__Teks bacaan__.
____

Solilokui

Kurang Spontan Berbuat Baik

Kenapa pria itu tak dipertemukan dengan pengusaha sukses, gubernur, atau pemimpin partai? Toh kejadian itu bisa dimaksimalkan untuk pencitraan.  Kenapa laki-laki ini tak ketemu dengan para pemimpin negara yang tengah berunding membicarakan masa depan dunia dan persoalan besar seperti krisis ekonomi dunia, ancaman terorisme dan pandemi global?

Oleh  : Anwar Holid

Suatu hari di pinggir jalan aku ditawari seorang laki-laki berwajah bingung dan memelas untuk membeli sekantung keresek beras. Dia bilang istrinya mau melahirkan. Dia tak punya cara lain mencari uang buat biaya persalinan, makanya menawari siapa saja.

Aku minta maaf menolak tawarannya. Laki-laki itu berusaha terus meyakinkan dan membujuk, tapi aku tetap menolak. Raut wajahnya tampak makin sedih. Aku lihat kilatan matanya makin berair mengalir ke sudut, menggumpal mau jatuh jadi tangis. Sambil melengos dia bilang,”Maaf ya… ini memang salah saya.”

Aku langsung nelangsa dengar itu dan memegang pundaknya sambil berkata,”Bukan, itu bukan salah Akang. Saya hanya nggak niat beli beras. Semoga nanti ada orang lain yang mau beli beras Akang. Maaf ya.” Dia mengangguk dan kami berpisah.

____

__Bahan yang disediakan__.
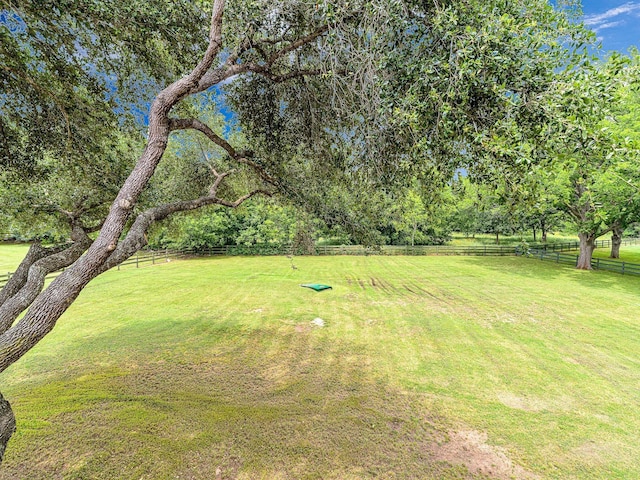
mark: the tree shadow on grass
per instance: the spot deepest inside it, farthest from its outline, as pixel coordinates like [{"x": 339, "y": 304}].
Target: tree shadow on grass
[{"x": 270, "y": 403}]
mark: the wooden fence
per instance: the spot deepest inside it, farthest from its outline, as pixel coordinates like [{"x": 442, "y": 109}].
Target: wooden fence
[
  {"x": 480, "y": 250},
  {"x": 139, "y": 258},
  {"x": 625, "y": 268},
  {"x": 546, "y": 252}
]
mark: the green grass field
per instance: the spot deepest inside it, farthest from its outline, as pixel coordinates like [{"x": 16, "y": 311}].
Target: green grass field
[{"x": 428, "y": 367}]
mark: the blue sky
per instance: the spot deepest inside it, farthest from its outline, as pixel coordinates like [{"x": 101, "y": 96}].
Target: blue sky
[{"x": 616, "y": 22}]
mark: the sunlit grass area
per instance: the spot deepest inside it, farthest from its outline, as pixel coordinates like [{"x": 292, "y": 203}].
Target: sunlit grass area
[{"x": 427, "y": 367}]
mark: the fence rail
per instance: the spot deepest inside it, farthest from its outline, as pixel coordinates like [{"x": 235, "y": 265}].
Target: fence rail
[
  {"x": 624, "y": 268},
  {"x": 139, "y": 258},
  {"x": 545, "y": 252},
  {"x": 570, "y": 246},
  {"x": 480, "y": 250}
]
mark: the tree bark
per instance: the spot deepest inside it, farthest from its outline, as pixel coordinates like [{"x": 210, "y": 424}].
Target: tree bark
[
  {"x": 616, "y": 241},
  {"x": 587, "y": 246},
  {"x": 7, "y": 425}
]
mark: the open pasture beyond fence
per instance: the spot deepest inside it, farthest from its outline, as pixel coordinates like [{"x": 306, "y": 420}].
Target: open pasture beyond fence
[
  {"x": 422, "y": 367},
  {"x": 549, "y": 252}
]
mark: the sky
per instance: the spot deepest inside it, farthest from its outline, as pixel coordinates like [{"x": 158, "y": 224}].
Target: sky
[{"x": 616, "y": 22}]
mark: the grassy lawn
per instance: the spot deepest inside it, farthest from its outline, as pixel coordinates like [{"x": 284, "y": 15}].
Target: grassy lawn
[{"x": 428, "y": 367}]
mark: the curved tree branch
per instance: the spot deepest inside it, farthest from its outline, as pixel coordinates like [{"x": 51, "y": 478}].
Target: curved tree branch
[
  {"x": 19, "y": 277},
  {"x": 11, "y": 308},
  {"x": 240, "y": 157}
]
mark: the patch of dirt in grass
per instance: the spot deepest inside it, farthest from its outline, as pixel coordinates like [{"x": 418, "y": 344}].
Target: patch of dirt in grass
[
  {"x": 470, "y": 449},
  {"x": 597, "y": 452},
  {"x": 534, "y": 404}
]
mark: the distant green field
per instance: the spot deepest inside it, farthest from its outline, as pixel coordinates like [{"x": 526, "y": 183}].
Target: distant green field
[
  {"x": 459, "y": 239},
  {"x": 628, "y": 253},
  {"x": 427, "y": 367},
  {"x": 11, "y": 255}
]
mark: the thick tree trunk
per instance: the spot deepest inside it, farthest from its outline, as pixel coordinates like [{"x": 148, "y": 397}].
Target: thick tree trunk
[
  {"x": 616, "y": 241},
  {"x": 7, "y": 425},
  {"x": 587, "y": 246}
]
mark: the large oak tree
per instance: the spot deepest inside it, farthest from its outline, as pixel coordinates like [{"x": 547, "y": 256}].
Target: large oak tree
[{"x": 335, "y": 99}]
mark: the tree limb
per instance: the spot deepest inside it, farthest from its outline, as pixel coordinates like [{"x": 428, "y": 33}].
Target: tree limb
[
  {"x": 13, "y": 306},
  {"x": 240, "y": 157},
  {"x": 19, "y": 277}
]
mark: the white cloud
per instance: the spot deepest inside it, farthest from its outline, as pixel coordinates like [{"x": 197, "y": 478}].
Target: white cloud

____

__Perintah A__. Dalam teks tentang pria penjual beras, untuk apa pria itu butuh uang?
__Perintah B__. Sambung teks tentang pria penjual beras itu, mulai setelah kalimat terakhirnya.
Baris-baris tadi diambil dari sumber lain.

__Jawaban yang diharapkan A__. Untuk biaya persalinan istrinya yang mau melahirkan.

__Jawaban yang diharapkan B__.
Aku percaya dia jujur atas kondisinya. Dia tak punya cara lain berusaha, sehingga berharap keberuntungan di pinggir jalan. Sementara aku tidak spontan membantu orang lain dan merasa kurang lapang. Aku pernah dalam situasi sulit serupa dan tahu persis betapa mencari bantuan memang bisa sangat sulit. Sekarang saja aku tengah butuh biaya untuk renovasi rumah, ingin beli kamera, beli sepeda balap, kadang-kadang dituntut membiayai bermacam keinginan, tapi masih terlalu lembam agar lebih giat mendulang rezeki. Aku merasa bahwa keperluan itu masih bisa ditunda.

Kejadian itu membuatku membatin: kenapa Tuhan mempertemukan aku dengan pria itu? Kenapa aku tak langsung menolongnya dan terlalu keukeuh dengan rencana sendiri? Apa kalau aku beli berasnya hidupku bisa berantakan atau malah ditertawakan karena gampang ditipu orang pinggir jalan?

Jujur aku tidak kuatir oleh komentar orang lain. Cuma aku penasaran. Kenapa aku ditakdirkan menyaksikan detil kehidupan seseorang yang tengah kesulitan? Mungkin itu tanda sebenarnya aku bisa menolongnya sesuai kemampuan. Karena kemampuanku kecil, yang dihadapkan kepadaku juga detil kehidupan simpel. Kenapa pria itu tak dipertemukan dengan pengusaha sukses, gubernur, atau pemimpin partai? Toh kejadian itu bisa dimaksimalkan untuk pencitraan.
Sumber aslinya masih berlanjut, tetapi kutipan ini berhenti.